====== Material provided

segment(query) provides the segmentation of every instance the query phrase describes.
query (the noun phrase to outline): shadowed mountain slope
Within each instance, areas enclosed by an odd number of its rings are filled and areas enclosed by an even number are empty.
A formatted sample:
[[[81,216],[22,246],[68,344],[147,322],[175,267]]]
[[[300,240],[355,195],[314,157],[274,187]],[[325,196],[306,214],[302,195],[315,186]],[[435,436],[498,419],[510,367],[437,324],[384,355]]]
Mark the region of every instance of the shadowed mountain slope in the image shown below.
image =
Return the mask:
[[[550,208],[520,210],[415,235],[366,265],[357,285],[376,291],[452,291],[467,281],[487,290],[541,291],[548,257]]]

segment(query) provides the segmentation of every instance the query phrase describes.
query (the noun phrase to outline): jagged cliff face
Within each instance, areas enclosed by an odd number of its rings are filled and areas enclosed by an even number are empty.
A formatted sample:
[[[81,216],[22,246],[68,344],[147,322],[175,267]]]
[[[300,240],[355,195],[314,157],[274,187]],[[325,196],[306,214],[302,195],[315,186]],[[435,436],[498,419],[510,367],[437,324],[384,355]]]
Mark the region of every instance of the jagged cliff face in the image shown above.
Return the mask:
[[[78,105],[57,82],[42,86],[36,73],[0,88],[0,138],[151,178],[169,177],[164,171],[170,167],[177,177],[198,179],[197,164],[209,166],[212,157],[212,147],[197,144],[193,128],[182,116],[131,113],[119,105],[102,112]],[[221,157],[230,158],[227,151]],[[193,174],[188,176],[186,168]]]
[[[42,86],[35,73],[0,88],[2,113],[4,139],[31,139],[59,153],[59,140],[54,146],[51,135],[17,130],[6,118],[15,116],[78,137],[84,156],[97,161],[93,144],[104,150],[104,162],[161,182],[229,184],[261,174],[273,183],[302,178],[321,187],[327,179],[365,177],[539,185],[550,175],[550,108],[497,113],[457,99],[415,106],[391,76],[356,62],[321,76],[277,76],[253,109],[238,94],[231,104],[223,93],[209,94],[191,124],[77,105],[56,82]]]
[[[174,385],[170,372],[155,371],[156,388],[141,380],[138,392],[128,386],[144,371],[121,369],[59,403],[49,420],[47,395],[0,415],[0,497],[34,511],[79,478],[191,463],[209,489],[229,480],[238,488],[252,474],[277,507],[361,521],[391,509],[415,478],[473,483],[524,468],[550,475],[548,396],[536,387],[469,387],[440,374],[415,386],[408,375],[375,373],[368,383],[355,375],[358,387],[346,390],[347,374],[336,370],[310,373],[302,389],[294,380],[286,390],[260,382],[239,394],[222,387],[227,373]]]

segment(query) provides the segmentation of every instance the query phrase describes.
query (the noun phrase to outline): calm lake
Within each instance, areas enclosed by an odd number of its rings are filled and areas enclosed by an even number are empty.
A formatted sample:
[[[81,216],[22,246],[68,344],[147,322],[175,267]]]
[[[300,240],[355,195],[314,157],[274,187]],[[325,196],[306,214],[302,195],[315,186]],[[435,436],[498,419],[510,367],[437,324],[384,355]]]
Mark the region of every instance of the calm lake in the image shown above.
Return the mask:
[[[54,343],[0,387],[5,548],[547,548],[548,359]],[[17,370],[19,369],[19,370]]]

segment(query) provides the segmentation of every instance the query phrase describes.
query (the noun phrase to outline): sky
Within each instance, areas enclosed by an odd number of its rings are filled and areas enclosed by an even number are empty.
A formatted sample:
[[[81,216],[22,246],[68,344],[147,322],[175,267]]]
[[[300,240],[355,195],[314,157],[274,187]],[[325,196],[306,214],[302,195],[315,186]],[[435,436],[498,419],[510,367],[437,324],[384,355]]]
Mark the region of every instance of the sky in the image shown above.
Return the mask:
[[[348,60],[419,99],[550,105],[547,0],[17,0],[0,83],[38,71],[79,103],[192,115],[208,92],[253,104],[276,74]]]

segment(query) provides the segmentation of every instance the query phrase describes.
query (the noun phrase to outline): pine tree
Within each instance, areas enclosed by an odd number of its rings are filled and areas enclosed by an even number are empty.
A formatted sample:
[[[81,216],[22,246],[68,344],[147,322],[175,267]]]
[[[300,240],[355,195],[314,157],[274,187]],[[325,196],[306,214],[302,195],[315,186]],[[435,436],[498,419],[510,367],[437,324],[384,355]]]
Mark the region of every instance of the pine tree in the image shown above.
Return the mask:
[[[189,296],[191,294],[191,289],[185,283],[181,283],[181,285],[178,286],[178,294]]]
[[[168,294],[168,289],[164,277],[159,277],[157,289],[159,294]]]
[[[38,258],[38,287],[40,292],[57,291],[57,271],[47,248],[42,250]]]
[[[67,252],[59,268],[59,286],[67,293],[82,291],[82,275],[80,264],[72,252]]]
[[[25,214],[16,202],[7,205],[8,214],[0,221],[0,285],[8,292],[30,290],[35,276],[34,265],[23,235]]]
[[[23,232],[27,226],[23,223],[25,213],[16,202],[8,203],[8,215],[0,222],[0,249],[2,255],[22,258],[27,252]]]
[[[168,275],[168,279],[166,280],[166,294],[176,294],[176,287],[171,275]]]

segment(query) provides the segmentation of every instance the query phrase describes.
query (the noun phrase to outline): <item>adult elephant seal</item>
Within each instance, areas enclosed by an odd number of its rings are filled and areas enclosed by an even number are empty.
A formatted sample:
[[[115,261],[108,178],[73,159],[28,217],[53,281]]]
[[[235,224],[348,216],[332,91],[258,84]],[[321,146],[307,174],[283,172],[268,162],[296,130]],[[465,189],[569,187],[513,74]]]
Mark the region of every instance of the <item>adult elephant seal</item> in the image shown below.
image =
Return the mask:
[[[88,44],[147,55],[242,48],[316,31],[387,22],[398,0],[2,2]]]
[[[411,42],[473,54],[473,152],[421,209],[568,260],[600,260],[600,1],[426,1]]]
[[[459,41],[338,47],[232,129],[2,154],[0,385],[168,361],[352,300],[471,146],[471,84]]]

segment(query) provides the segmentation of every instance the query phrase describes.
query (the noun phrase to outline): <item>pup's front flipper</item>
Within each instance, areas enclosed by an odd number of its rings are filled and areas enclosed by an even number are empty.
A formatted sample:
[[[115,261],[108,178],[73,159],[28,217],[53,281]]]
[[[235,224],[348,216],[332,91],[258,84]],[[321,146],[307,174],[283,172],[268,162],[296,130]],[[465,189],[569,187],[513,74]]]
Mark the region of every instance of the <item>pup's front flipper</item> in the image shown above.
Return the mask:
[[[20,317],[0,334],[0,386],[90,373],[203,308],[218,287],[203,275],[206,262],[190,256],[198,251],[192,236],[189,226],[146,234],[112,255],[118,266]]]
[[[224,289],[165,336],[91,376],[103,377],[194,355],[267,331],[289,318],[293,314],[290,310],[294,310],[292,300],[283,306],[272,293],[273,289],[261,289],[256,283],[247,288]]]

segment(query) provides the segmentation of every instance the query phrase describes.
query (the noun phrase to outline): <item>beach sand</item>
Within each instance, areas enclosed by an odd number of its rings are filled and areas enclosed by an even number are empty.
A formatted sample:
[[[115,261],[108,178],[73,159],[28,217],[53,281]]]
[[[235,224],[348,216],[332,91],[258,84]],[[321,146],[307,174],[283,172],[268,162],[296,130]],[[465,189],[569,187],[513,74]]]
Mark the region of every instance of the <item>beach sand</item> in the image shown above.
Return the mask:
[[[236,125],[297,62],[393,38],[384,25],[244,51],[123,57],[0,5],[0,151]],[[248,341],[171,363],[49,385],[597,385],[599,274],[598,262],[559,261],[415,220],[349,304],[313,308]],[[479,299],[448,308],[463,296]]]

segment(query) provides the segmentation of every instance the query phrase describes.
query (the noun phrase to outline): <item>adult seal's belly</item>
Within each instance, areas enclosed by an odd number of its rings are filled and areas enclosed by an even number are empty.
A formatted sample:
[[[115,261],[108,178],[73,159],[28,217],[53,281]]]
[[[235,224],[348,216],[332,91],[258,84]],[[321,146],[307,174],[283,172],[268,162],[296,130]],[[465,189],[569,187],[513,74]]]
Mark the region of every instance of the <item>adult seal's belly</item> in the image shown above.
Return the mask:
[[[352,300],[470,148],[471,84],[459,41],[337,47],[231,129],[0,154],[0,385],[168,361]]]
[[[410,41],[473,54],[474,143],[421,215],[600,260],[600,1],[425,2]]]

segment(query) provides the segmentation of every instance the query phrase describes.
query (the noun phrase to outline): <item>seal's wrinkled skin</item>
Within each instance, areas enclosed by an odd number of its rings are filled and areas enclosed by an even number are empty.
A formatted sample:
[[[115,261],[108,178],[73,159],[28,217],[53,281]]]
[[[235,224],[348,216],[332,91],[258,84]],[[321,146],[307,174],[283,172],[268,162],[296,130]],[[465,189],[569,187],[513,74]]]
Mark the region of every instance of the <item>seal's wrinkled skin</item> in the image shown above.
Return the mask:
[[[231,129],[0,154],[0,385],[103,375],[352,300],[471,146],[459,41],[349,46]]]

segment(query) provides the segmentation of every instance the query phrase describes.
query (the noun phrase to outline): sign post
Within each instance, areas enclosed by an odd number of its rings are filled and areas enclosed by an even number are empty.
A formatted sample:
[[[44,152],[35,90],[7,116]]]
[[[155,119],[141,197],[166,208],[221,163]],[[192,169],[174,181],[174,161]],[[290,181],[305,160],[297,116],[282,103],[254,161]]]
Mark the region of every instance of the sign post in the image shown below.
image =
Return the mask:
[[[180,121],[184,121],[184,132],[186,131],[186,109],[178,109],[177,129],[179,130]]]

============

- [Work required]
For the data above, give the number of lines in which the word "mountain" appears, and nothing more.

- [Output below]
2